Instructions for the task
Please write out all the entries exactly, without the pictures.

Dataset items

--------------------------------

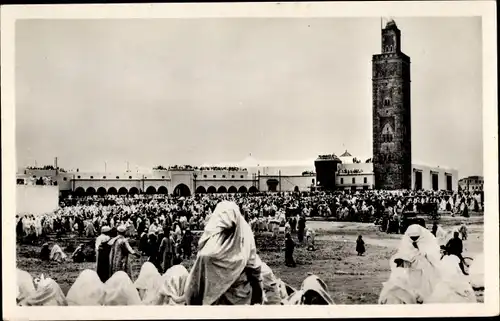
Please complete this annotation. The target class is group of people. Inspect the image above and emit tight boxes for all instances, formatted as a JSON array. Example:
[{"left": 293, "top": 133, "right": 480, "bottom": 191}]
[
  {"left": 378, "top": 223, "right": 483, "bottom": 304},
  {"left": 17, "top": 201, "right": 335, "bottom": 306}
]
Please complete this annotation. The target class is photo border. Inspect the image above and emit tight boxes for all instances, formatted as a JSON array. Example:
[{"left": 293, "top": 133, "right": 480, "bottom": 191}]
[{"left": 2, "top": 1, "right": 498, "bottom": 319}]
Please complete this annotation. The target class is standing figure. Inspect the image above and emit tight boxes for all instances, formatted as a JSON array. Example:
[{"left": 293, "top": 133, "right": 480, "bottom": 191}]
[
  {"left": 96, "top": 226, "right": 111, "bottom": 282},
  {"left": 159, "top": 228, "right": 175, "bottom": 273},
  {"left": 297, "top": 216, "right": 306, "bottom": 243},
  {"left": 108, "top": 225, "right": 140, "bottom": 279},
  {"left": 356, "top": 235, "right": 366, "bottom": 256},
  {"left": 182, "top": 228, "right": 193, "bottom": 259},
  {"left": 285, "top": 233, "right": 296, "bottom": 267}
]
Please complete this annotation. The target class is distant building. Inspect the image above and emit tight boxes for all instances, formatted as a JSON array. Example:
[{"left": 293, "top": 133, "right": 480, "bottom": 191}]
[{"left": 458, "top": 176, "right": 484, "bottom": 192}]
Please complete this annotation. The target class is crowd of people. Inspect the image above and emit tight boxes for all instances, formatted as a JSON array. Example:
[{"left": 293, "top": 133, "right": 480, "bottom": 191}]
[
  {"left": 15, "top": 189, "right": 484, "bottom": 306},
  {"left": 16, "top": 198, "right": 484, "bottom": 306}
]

--------------------------------

Written answer
Please complete this annotation. The target class is group of people. Inspect the image above and emit tight boxes for all instances, formatted as a JSON array. Example:
[{"left": 293, "top": 133, "right": 480, "bottom": 191}]
[
  {"left": 378, "top": 223, "right": 483, "bottom": 304},
  {"left": 17, "top": 201, "right": 335, "bottom": 306}
]
Please complete this annotation. The target class is photo border. Inspect the image above and emit tight boxes for all instances, formatted as a JSON array. Example:
[{"left": 293, "top": 133, "right": 480, "bottom": 191}]
[{"left": 2, "top": 1, "right": 498, "bottom": 319}]
Please complete this annotation. The target class is standing figure. Inspect the image above and emit tight boxes for all instances, formatted as a JSON array. Example:
[{"left": 293, "top": 133, "right": 480, "bottom": 191}]
[
  {"left": 96, "top": 226, "right": 111, "bottom": 282},
  {"left": 159, "top": 228, "right": 175, "bottom": 273},
  {"left": 297, "top": 216, "right": 306, "bottom": 243},
  {"left": 108, "top": 225, "right": 140, "bottom": 279},
  {"left": 356, "top": 235, "right": 366, "bottom": 256},
  {"left": 182, "top": 228, "right": 193, "bottom": 259},
  {"left": 285, "top": 233, "right": 296, "bottom": 267}
]
Please complete this annotation. The target class is distant building. Inspect the image above and emit tight boxes for all instances, formatted as a JSON array. Example:
[{"left": 293, "top": 133, "right": 480, "bottom": 191}]
[{"left": 458, "top": 176, "right": 484, "bottom": 192}]
Please complete this annotation. The target class is crowd of people. Inspect the image above and emit tight boxes for all instances, formatted as a JSON array. Example:
[{"left": 293, "top": 133, "right": 480, "bottom": 191}]
[
  {"left": 15, "top": 189, "right": 484, "bottom": 306},
  {"left": 16, "top": 198, "right": 484, "bottom": 306}
]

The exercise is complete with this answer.